• Source document:
Content starts
One final comparison with seasonal influenza is that any future approved EV-A71 vaccines may need to be renewed on a regular basis, as positive selection will produce vaccine resistant forms. However, unlike seasonal influenza, where the repertoire of antigenic variation is large, the relatively small set of immune evasion options at residues 663 and 710 displayed by EV-A71 over the last decade and in previous studies, suggests that a cocktail vaccine composed of strains with the seven variant residues may generate a herd immunity that will last several years.

Methods

Collection and processing of Enterovirus A71 genome sequences

On 3rd October 2018, GenBank contained 12122 nucleotide sequences classified as from Enterovirus A71. Of these, 877 were greater than 5 kb in length. These were downloaded and sequences annotated as passaged in cell culture were manually removed, along with those annotated as unverified, or with internal runs of more than 6 consecutive Ns, reducing the number of qualifying sequences to 784.

Sequences with a collection date were then extracted using tempus et locus (TeL35). 697 qualifying sequences were found to have collection dates. Rapid input of sequences sets to TempEst for molecular clock analysis is assisted by the following expedient. Where only year of collection is given, TeL generated a collection date of 30th June for that year (155 cases; no sequences had genuine collection dates on the 30th June of any year). Where only a month and year of collection is given, TeL generated the 15th of that month (111 cases; 12 sequences with genuine collection dates on the 15th of any month were noted).
Content ends
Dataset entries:
Content starts
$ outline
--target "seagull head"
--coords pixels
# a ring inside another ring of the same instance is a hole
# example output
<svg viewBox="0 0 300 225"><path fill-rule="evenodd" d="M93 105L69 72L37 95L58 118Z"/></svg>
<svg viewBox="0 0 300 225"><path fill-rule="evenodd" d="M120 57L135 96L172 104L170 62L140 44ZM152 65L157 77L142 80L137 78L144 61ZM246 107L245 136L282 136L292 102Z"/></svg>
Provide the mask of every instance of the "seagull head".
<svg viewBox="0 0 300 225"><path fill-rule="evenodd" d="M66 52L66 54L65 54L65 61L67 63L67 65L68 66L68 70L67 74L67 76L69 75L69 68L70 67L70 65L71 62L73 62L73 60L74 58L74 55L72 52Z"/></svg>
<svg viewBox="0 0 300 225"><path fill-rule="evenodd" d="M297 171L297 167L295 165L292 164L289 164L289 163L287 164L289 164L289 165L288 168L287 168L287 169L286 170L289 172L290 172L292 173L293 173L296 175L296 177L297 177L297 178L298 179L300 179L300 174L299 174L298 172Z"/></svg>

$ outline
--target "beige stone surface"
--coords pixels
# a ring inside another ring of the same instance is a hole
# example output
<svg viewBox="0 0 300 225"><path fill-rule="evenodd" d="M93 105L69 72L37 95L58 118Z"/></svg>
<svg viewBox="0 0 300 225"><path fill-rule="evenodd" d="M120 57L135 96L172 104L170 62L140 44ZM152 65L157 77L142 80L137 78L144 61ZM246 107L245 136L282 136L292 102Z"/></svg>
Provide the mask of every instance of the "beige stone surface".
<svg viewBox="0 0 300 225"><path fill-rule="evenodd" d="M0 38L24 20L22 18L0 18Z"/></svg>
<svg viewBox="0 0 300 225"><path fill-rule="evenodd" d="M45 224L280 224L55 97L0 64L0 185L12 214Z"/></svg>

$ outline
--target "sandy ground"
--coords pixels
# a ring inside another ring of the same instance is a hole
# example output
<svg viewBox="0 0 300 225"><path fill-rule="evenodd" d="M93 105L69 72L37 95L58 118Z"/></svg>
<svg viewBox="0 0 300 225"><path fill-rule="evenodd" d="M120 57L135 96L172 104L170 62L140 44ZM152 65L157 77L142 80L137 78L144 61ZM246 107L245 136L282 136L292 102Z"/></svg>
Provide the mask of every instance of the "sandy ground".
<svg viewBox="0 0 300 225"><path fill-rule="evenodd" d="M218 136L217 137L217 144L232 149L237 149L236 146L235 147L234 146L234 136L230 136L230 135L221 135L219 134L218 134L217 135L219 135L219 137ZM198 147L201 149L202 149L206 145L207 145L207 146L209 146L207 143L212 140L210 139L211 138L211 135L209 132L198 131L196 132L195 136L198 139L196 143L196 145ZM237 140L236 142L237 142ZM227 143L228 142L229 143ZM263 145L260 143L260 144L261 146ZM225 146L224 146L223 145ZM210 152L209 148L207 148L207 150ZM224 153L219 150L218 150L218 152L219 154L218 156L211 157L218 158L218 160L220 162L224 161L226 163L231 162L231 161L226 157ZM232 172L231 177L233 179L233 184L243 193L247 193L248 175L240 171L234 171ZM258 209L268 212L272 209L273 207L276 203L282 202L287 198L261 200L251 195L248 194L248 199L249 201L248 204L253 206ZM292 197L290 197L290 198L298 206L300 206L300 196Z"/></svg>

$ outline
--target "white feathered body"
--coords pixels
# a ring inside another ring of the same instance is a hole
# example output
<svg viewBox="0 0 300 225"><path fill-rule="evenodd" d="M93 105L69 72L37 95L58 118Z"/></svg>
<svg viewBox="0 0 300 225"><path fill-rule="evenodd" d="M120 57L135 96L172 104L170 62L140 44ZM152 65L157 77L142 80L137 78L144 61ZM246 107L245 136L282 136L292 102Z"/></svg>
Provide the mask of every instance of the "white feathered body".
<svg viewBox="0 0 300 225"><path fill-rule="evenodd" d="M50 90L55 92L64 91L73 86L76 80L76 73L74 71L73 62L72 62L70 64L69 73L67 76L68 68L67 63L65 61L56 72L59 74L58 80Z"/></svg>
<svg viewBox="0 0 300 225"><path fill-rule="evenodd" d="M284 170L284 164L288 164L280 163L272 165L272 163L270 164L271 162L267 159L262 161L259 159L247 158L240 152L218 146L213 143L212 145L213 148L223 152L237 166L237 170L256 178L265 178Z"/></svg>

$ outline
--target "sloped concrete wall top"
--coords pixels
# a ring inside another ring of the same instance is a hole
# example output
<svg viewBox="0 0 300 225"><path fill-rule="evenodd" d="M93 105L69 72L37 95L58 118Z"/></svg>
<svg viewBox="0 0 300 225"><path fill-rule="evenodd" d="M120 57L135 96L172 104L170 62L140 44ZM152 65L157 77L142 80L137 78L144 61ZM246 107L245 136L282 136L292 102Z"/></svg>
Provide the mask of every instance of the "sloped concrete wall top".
Content ends
• Problems and tasks:
1. From the passage on Enterovirus A71, write out the stretch from "On 3rd October" through "sequences to 784." word for word.
2. Translate this sentence from the passage on Enterovirus A71 into Spanish: "697 qualifying sequences were found to have collection dates."

• Solution list:
1.
On 3rd October 2018, GenBank contained 12122 nucleotide sequences classified as from Enterovirus A71. Of these, 877 were greater than 5 kb in length. These were downloaded and sequences annotated as passaged in cell culture were manually removed, along with those annotated as unverified, or with internal runs of more than 6 consecutive Ns, reducing the number of qualifying sequences to 784.

2. Se encontró que 697 secuencias que cumplían los requisitos tenían fechas de recolección.